Task material ▸
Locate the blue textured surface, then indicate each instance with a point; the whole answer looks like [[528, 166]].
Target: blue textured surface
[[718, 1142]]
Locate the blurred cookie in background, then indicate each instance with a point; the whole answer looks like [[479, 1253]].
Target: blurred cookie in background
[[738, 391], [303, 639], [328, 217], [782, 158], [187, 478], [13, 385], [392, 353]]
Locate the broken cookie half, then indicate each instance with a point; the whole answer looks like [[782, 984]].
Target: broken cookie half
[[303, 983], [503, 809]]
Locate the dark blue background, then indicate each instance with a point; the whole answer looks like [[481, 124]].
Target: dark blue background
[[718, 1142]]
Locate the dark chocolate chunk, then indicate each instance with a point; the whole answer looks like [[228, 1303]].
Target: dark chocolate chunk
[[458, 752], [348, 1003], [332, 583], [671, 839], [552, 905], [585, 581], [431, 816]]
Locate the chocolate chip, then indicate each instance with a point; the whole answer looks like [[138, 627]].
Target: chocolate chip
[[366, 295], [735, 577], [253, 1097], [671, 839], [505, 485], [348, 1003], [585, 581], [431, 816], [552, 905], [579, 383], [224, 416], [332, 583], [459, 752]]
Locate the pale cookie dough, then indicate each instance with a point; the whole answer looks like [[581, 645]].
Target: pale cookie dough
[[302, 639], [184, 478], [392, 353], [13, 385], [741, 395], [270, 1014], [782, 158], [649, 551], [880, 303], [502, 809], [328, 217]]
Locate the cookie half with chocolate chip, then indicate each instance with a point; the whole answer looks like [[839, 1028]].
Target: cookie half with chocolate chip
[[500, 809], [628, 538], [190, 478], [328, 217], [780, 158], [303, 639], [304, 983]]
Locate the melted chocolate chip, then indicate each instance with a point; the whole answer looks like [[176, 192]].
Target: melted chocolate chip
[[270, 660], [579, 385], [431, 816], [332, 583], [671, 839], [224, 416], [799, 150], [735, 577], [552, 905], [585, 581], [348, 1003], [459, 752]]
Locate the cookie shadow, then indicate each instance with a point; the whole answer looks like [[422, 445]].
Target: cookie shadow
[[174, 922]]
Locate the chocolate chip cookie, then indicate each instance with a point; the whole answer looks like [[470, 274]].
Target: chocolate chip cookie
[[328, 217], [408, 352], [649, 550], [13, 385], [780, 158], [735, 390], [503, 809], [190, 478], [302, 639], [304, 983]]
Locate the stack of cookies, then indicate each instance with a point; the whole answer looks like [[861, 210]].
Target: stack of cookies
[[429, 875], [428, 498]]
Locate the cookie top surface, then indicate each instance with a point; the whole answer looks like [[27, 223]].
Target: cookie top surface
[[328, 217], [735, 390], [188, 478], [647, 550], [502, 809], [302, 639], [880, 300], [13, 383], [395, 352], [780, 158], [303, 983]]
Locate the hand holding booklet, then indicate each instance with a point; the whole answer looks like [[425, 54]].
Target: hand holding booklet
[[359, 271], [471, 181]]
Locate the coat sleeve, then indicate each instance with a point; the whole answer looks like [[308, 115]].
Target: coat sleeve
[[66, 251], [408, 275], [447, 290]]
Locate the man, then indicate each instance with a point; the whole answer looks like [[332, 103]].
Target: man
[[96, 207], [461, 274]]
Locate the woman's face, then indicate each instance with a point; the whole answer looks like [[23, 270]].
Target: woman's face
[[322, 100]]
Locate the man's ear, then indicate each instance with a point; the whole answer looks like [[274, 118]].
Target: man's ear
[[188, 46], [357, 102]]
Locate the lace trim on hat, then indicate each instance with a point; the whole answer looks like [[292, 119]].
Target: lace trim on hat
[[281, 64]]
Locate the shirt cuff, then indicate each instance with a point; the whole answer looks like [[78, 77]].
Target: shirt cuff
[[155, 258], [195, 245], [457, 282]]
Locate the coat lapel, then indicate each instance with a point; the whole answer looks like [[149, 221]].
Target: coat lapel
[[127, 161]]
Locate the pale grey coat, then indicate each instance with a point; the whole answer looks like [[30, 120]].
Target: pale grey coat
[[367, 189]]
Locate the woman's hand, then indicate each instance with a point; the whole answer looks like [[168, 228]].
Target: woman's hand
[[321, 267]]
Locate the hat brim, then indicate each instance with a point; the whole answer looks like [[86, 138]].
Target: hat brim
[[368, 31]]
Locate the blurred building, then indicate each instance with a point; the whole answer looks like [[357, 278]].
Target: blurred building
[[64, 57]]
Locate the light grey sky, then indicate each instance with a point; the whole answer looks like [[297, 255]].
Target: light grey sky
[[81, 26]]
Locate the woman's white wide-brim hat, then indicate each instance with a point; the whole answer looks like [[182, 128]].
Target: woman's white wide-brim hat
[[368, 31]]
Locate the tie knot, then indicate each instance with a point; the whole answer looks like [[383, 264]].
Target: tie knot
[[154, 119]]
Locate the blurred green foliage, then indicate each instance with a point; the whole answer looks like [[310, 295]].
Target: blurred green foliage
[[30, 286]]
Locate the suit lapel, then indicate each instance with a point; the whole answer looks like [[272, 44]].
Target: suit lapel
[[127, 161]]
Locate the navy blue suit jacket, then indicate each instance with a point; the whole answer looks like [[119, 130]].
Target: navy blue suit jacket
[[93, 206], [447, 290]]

Work to do ▸ Copy every one of the records above word for word, without changing anything.

Task response ▸
Locate the blue textured surface, then indicate each instance with a point; the whole answer looks like [[528, 166]].
Target: blue textured surface
[[718, 1142]]
Locate the blurred cookie in background, then indicate each instance with a point; the whole answer looks like [[479, 1253]].
Target: blurred cookie in background
[[738, 391], [303, 639], [328, 217], [782, 158], [187, 478], [13, 385], [392, 353]]
Locate the broken cookie half, then indicate each instance with a point; the whole answer looks like [[782, 984]].
Target: broken cookie half
[[303, 983], [503, 809]]
Locate the dark blue background, then indicate each instance with a point; the whole answer looks like [[481, 124]].
Target: dark blue background
[[718, 1142]]
Locate the dark chocolate chunk, then indicate each instance with a point; the whole answer looks like [[228, 1303]].
Target: dark chocolate chunk
[[458, 752], [348, 1003], [332, 583], [671, 839], [552, 905], [585, 581], [431, 816]]
Locate the chocolate chip, then indicate each instance with a point; the whole answer looks like [[138, 627]].
Target: chocolate chip
[[366, 295], [735, 577], [253, 1097], [671, 839], [505, 485], [348, 1003], [585, 581], [431, 816], [552, 905], [579, 383], [224, 416], [332, 583], [459, 752]]
Locate the pale cookie dough, then indicate each instance with a point; the whole answer looks like [[581, 645]].
Target: pale cookie dough
[[302, 639], [184, 478], [392, 353], [13, 385], [741, 395], [270, 1014], [782, 158], [649, 551], [880, 303], [502, 809], [328, 217]]
Locate the cookie half with chocolate chip, then indicate each instance with a point; the whole answer looks like [[839, 1028]].
Target: cookie half with chocolate chip
[[500, 809], [628, 538], [190, 478], [328, 217], [780, 158], [303, 639], [304, 983]]
Locate the melted chocolate chip, then indicate each instance with a point; the whole answer looks like [[176, 192]].
Target: melted chocolate chip
[[270, 660], [579, 385], [431, 816], [332, 583], [671, 839], [224, 416], [799, 150], [735, 577], [552, 905], [585, 581], [348, 1003], [459, 752]]
Locate the cookie shadow, then indicate each instance with a point; the whole answer looks like [[422, 445]].
Target: cookie shadow
[[174, 922]]
Locate the chocolate chip cookie, then indicate each instance with a point; the whole answer looks like [[470, 274]].
Target: chocolate chip cookie
[[328, 217], [408, 352], [649, 550], [13, 385], [780, 158], [735, 390], [503, 809], [190, 478], [302, 639], [304, 983]]
Locate the stack of cookies, then indicate each instance with a point; the whole answer looks like [[861, 210]].
Target: stack of cookies
[[429, 875], [428, 498]]
Locate the cookie top surface, then indicate each instance with a point; the whole answer looks like [[27, 223]].
Target: cookie top surface
[[328, 217], [735, 390], [188, 478], [647, 550], [502, 809], [302, 639], [880, 300], [13, 383], [395, 352], [780, 158], [303, 983]]
Locate the hand holding booklet, then indicate each instance with a point; the whole answer looks like [[425, 54]].
Target: hand holding booklet
[[359, 271], [471, 181]]
Locate the coat sleeve, then indicate each instance with a point; the whole answer looks like [[308, 115]].
Target: coat sleeve
[[66, 251], [408, 275], [447, 290]]
Locate the man, then indicate each instance with a point; the whole answer looks like [[332, 103]].
Target: man
[[96, 207], [461, 274]]
Locate the woman's face, then indicate each instance with a point; the whole answer looks like [[23, 270]].
Target: woman's face
[[322, 100]]
Locate the man's ear, then indicate each instance with a point; the whole answer looks like [[274, 118]].
Target: man's ear
[[188, 46], [357, 102]]
Locate the lace trim on hat, then indicate each instance with a point; the whole answer looks like [[292, 119]].
Target: lace trim on hat
[[281, 64]]
Locate the shirt cuff, then indicate each instance with a point; the whole answer looks like [[78, 77]].
Target: shirt cuff
[[155, 258], [195, 245], [457, 282]]
Locate the coat lapel, then indicate each instance with a point; the whole answer looks like [[149, 221]].
Target: coat lapel
[[127, 161]]
Locate the pale grey coat, then indicate each instance with a point; the whole answer looks like [[30, 120]].
Target: pale grey coat
[[367, 189]]
Locate the woman's hand, then indicate each instance with a point; the whole answer looks like [[168, 228]].
Target: woman's hand
[[321, 267]]
Locate the hat brim, then indicate each instance with a point; the whole answer looks like [[86, 138]].
Target: hat brim
[[368, 31]]
Locate the blurred building, then indicate each instance with a point; the whole answer looks like [[357, 278]].
Target: blurred building
[[64, 57]]
Locate the light grey sky, then indicate each instance with a point; the whole answer looks like [[297, 255]].
Target: light grey sky
[[81, 26]]
Locate the woman's white wide-brim hat, then indicate each instance with a point; the whole answer looks like [[182, 128]].
Target: woman's white wide-brim hat
[[368, 31]]
Locate the tie knot, then indicate each instance with a point; the whole answer looks like [[383, 264]].
Target: tie knot
[[154, 119]]
Locate the blurred green foliage, then indicate each instance with a point; the whole answer looks like [[310, 295]].
Target: blurred green foliage
[[30, 286]]
Locate the suit lapel, then indicate each instance with a point; the whole answer looks like [[272, 44]].
Target: suit lapel
[[127, 161]]
Locate the navy blue suit jacket, then indicate each instance with a point; the whole answer looks like [[119, 130]].
Target: navy blue suit jacket
[[93, 206], [447, 290]]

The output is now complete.